>> BEGIN EXTRACTED RECORDS

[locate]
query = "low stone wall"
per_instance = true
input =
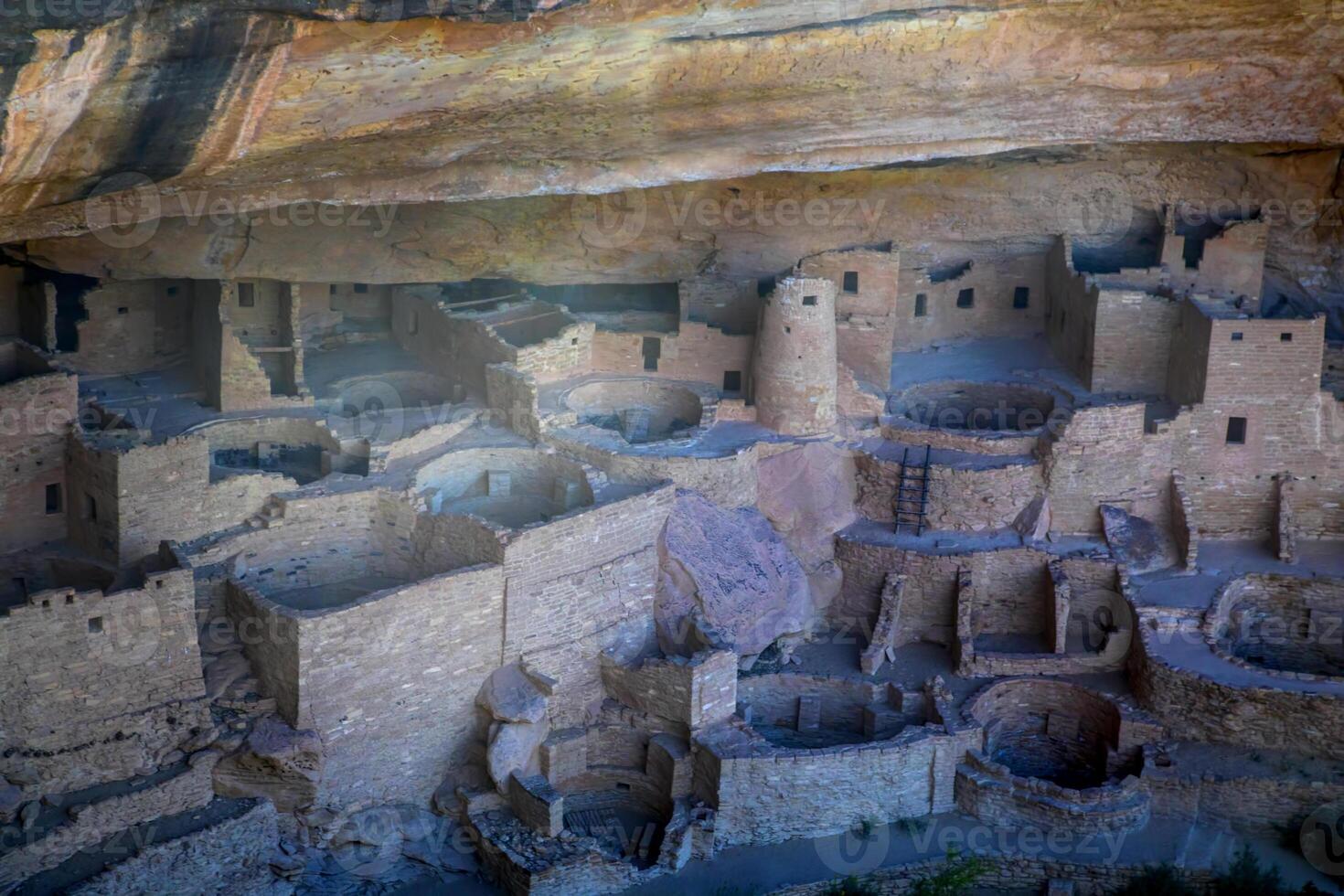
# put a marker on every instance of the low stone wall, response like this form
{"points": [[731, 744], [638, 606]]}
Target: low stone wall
{"points": [[1250, 805], [966, 498], [233, 856], [729, 480], [91, 678], [1198, 707], [839, 701], [691, 692], [1308, 509], [989, 792], [432, 644], [192, 789], [1009, 873], [763, 795]]}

>> END EXTRACTED RECORDS

● TASK OBJECTIVE: Identify every line in the rows above that contains the string "stone", and copy each of those lines.

● ANSWER TO THIS PROBLEM:
query = "low stone wall"
# put a marker on every instance of the low stone wall, response like this form
Target: low stone wall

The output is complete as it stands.